<<<<

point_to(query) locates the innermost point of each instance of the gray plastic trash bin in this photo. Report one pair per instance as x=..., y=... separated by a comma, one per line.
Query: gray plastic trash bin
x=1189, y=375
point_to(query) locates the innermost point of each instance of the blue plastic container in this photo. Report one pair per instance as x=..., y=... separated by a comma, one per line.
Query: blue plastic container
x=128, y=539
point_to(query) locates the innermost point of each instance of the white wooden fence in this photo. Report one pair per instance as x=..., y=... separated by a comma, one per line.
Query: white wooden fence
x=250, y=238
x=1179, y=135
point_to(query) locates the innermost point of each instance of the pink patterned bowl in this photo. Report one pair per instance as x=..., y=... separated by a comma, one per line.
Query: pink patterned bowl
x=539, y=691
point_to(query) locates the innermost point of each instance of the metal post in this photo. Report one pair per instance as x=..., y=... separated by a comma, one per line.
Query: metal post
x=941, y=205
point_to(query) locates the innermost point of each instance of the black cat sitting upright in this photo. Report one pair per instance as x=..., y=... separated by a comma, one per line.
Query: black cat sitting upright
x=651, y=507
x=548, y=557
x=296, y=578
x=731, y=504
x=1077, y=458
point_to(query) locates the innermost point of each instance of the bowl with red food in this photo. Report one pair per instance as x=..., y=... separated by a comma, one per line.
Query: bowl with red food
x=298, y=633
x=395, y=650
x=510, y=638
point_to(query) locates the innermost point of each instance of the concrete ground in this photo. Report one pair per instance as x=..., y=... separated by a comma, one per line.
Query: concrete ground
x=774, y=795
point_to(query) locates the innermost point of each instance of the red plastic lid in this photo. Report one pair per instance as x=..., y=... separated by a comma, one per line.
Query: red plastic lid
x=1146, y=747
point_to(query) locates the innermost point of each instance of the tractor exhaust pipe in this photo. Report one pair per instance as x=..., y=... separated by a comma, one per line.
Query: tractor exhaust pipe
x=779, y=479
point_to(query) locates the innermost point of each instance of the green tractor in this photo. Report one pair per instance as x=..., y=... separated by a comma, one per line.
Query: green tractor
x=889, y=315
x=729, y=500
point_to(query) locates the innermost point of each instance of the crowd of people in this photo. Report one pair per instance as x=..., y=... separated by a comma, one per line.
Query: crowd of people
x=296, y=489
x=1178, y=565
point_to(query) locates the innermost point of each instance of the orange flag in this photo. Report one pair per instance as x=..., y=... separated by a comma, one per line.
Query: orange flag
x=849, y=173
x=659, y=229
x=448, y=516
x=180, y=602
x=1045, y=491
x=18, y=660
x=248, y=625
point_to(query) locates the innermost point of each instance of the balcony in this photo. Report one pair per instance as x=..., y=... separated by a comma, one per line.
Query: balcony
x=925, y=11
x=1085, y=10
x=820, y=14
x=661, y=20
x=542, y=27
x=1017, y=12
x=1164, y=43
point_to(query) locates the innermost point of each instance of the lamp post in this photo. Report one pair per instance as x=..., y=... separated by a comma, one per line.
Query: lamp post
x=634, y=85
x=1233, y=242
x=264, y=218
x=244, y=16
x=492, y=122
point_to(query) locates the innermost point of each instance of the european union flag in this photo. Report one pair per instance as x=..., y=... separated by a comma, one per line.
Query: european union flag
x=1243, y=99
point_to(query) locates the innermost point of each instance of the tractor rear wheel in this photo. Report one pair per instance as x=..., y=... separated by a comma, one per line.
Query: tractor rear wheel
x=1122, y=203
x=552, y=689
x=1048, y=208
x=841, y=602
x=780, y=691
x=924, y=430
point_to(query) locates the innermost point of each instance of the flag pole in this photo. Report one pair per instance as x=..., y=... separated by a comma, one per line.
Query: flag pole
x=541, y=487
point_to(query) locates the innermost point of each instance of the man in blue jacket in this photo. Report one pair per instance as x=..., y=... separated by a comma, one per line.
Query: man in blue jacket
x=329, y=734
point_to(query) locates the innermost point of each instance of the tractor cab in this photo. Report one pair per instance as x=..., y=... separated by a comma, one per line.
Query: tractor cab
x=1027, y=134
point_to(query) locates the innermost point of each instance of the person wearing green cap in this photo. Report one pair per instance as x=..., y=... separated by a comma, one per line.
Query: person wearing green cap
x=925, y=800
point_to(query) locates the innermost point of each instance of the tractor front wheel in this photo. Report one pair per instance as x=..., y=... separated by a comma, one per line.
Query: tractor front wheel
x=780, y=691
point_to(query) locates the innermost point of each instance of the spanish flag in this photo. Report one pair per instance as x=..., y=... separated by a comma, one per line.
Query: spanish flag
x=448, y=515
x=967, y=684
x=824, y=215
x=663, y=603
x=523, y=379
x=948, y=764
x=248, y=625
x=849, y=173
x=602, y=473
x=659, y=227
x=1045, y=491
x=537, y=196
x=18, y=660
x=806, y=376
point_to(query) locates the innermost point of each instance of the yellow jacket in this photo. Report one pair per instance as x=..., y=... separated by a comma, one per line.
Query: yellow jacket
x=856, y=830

>>>>

* _Instruction_
Copy all the entries verbatim.

* _Exercise result_
point_to(query) locates the innermost point of each instance of the gray plastic trash bin in this photo. Report one pair per instance as x=..., y=... separated by a comma, one per line.
Query: gray plastic trash bin
x=1189, y=375
point_to(query) locates the innermost point of each instance of the blue plastic container in this photo. Report one pair per instance as x=..., y=... separated by a comma, one per line.
Query: blue plastic container
x=128, y=539
point_to(query) locates the innermost point of each instance of the white wooden fence in this photo. Report one pair per instance as x=..., y=... separated by a comma, one per line.
Query: white wooden fence
x=250, y=238
x=1179, y=135
point_to(query) locates the innermost point of each instance of the pink patterned bowl in this photo. Report one pair per instance as x=..., y=... separated by a comma, one per line.
Query: pink patterned bowl
x=539, y=691
point_to(query) locates the innermost point of each instance of the metal post in this photo. Report one pair per instance as x=..., y=... separated by a comma, one per line.
Query: metal post
x=941, y=205
point_to(query) locates the innermost point of each instance of the black cat sitting upright in this photo. Report one pair per instance as x=..., y=... separated by a comma, one per line.
Query: black cat sitting upright
x=651, y=507
x=548, y=557
x=296, y=578
x=731, y=504
x=1077, y=458
point_to(query) locates the innermost point of each instance of the bowl with red food in this photo. Report one pair per instance as x=..., y=... separated by a comma, one per line.
Query: bowl with red food
x=298, y=633
x=395, y=650
x=510, y=638
point_to(query) locates the innermost point of each instance of the concrete ground in this photo. Report one pair per instance as x=..., y=... separated by a comma, one per line.
Query: concrete ground
x=774, y=795
point_to(query) locates the innermost point of each instance of the red plastic lid in this photo. Report one pair per instance as x=..., y=... separated by a comma, one per line.
Query: red plastic lid
x=1146, y=747
point_to(query) locates the innermost point of each instance of the tractor exhaust pipe in this photo. Report one pair per instance as x=..., y=... separated by a comma, one per line.
Query: tractor exhaust pipe
x=779, y=479
point_to(query) locates the innermost point of each instance of the green tractor in this photo. Report one pair per instance as x=..., y=... separated by a comma, one per line.
Query: green tractor
x=889, y=315
x=729, y=500
point_to(query) locates the innermost point of each instance of the crowd of people in this photo. Report one pair per instance as x=..., y=... separated by a comma, one per line.
Query: crowd of people
x=296, y=489
x=1178, y=565
point_to(query) locates the innermost point of each instance of the orange flag in this photo. Report one pair per instance as x=..., y=... separated by a comma, one per line.
Query: orange flag
x=849, y=173
x=659, y=229
x=448, y=516
x=180, y=602
x=1045, y=491
x=18, y=660
x=248, y=625
point_to(query) locates the innermost point of each instance of the balcony in this photo. Report one pair per instance as x=..., y=... separated by a comma, one per line.
Query: balcony
x=925, y=11
x=1085, y=10
x=820, y=14
x=661, y=20
x=542, y=27
x=1017, y=12
x=1164, y=43
point_to(query) locates the innermost point of each instance of the lamp post in this photo. Report one pair per instance as x=..., y=... separated by a comma, one per line.
Query: lamp post
x=634, y=85
x=1233, y=242
x=264, y=218
x=244, y=16
x=492, y=122
point_to(query) locates the innermost point of each instance of the european union flag in this photo. Report one pair per instance as x=..., y=... separated by a comma, one per line.
Query: european union flag
x=1243, y=99
point_to(query) locates the innermost point of each instance of the tractor rear wheel in this photo. Report one pair per instance as x=..., y=... separated by a comma, one per line.
Query: tractor rear wheel
x=1122, y=203
x=552, y=689
x=1048, y=208
x=841, y=602
x=780, y=691
x=924, y=430
point_to(query) locates the innermost point of each instance of the flag pole in this photo. Report one pair per instance as x=..., y=... separated by a comma, one per line.
Query: flag pole
x=541, y=487
point_to(query) locates the innermost point of each instance of the man in blue jacket in this photo. Report one pair per instance as x=..., y=... separated by a comma, one per line.
Query: man in blue jacket
x=329, y=734
point_to(query) locates the innermost point of each instance of the tractor cab in this photo. Report one pair per instance as x=..., y=... separated by a comma, one per line.
Query: tractor cab
x=1027, y=134
point_to(query) locates the innermost point of each instance of the person wearing green cap in this photo. Report one pair per instance as x=..., y=... separated by a comma, one per line.
Query: person wearing green cap
x=925, y=800
point_to(query) locates the innermost point of each instance of the tractor front wheel in this photo. Report one pair per instance as x=..., y=... separated by a comma, one per line.
Query: tractor front wheel
x=780, y=691
point_to(query) locates the innermost point of each instance of the spanish flag in this photo. Report one pair per instance as x=..., y=... separated by a comma, one per line.
Query: spanish flag
x=448, y=515
x=967, y=684
x=824, y=215
x=663, y=603
x=523, y=379
x=948, y=764
x=248, y=625
x=849, y=173
x=602, y=473
x=659, y=227
x=1045, y=491
x=537, y=196
x=18, y=660
x=806, y=376
point_to(query) locates the innermost point of each instance of the yellow jacket in this photo. Report one pair per instance as x=..., y=... separated by a comma, one per line.
Query: yellow jacket
x=856, y=830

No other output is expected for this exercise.